— begin Document passage —

As a public-school-educated, secular Jew living in an overwhelmingly religious and Christian country, I have often wondered where some fundamendalist Christians get the notion that their religion is in any way threatened here. Recently word spread of a lawsuit by Jewish families against a school district in Delaware where non-Christians were essentially run out of town.
“We have a way of doing things here, and it’s not going to change to accommodate a very small minority,” a local businessman told the New York Times. “If they feel singled out, they should find another school or excuse themselves from those functions. It’s our way of life.” A Jewish mother who complained about other students using slurs against her son was scolded at a school board meeting thus: “If you want people to stop calling him ‘Jew boy,’ you tell him to give his heart to Jesus.”
I’ve traveled enough to know that the US population is not on the whole mean-spirited or even overtly racist. But I do believe that the above story illustrates an important fact: where one religion – even a very factionalized one – dominates a society, public institutions (including schools) must be governed and enabled so as to act as a firm check on the tyranny of the majority. In the US, that majority is, loosely-defined, Christian. If his public school won’t even try to protect him from discrimination, where can a little non-Christian boy turn?
Richard Miller’s sharply-worded polemic, Why Christians Don’t Vote for Democrats, presents a different perspective on the nature and value of public schools (and other secular institutions) than what I had imagined was the general view. Without mentioning vouchers per se, it helps explain why the issue has been so polarizing.

— end Document passage —
— begin Material shown —

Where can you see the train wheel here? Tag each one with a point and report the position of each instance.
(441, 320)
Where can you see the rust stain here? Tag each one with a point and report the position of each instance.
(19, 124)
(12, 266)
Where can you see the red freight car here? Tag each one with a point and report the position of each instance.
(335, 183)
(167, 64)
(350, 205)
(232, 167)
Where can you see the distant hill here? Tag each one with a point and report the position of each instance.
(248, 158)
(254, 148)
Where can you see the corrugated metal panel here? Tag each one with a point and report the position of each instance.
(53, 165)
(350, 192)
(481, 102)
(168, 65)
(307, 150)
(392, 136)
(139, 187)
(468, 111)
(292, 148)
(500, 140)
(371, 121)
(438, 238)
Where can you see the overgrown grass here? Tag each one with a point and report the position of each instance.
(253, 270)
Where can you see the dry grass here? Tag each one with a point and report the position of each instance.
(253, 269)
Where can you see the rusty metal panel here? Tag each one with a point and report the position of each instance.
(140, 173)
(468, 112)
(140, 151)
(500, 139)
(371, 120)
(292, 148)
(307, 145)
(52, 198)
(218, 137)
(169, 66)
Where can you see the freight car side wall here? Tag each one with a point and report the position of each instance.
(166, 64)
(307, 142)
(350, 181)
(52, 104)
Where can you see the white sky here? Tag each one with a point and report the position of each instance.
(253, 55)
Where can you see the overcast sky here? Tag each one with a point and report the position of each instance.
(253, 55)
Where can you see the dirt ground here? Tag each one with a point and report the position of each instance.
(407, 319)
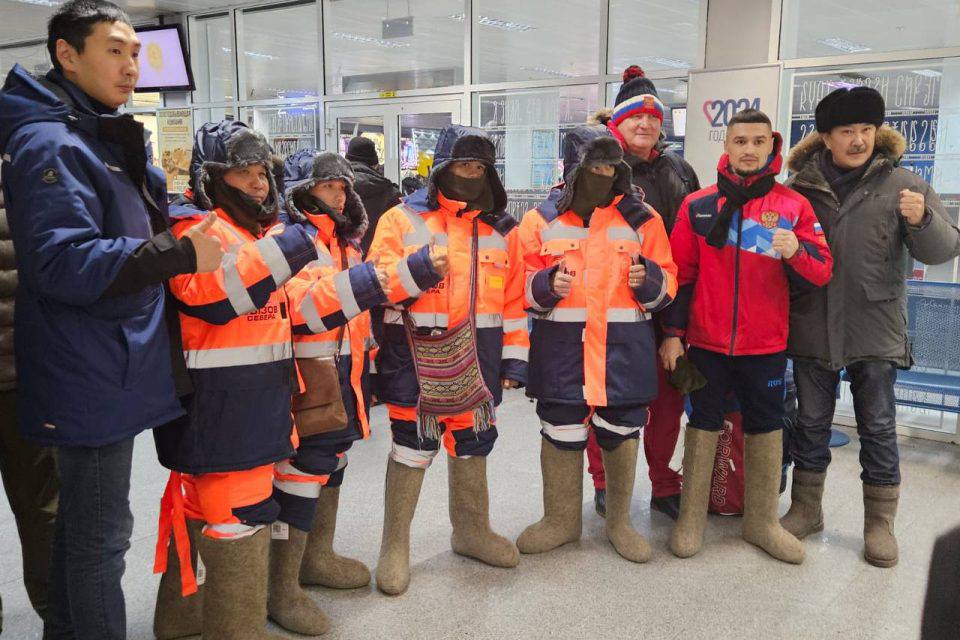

— end Material shown —

◆ Challenges:
1. Please transcribe the essay on religion and public schools, starting with "I’ve traveled enough" and going on through "non-Christian boy turn?".
2. In the essay on religion and public schools, in what state is the school district that Jewish families sued?
3. Resume the essay on religion and public schools after its final sentence.

◆ Answers to the exercise:
1.
I’ve traveled enough to know that the US population is not on the whole mean-spirited or even overtly racist. But I do believe that the above story illustrates an important fact: where one religion – even a very factionalized one – dominates a society, public institutions (including schools) must be governed and enabled so as to act as a firm check on the tyranny of the majority. In the US, that majority is, loosely-defined, Christian. If his public school won’t even try to protect him from discrimination, where can a little non-Christian boy turn?

2. Delaware.

3.
Put simply, some Christians – call them fundamentalist, evangelical, or, as Mr. Miller would have it, simply Christians – view state-run public schools as a form of taxation without representation. Just as senior citizens sometimes protest paying taxes for schools in which they have no children, Miller objects to funding schools he believes are filling Christian children’s heads with anti-Christian ideas and being forced to pay again if he wants to put his kids in a private religious school.
This raises the question: if we allow parents to use their tax dollars to put their kids in non-public schools, wouldn’t it be logical to also exempt the aforementioned senior citizens from school taxes? And while we’re at it, shouldn’t a family with six children in the public schools pay higher taxes than a family with only two? This path is strewn with dangers for a society that values egalitarianism.
Fundamentally, are we, as a country, to consider ourselves a single community that puts a high value on education? I can’t legally withhold my income taxes just because I don’t approve of the wars the government is spending them on, or not pay sales tax at the corner store because my state has a corrupt legislature. If we consider education to be a different sort of public good, to be treated specially, and we allow individual families to withhold taxes because of religious beliefs, then what is the justification for public schools anyway? Simply to educate the poor? It’s hard to imagine even basic educational standards being met by the broken stub of a public school system that would remain under that philosophy.
While he reserves his most urgent rhetoric for the school issue, Miller has a whole raft of reasons Christians shouldn’t vote for Democrats, most notably the “values” issues that came to the fore in the 2004 Presidential election. His arguments are carefully organized and obviously deeply felt. But his terminology, and its underlying assumptions, require scrutiny.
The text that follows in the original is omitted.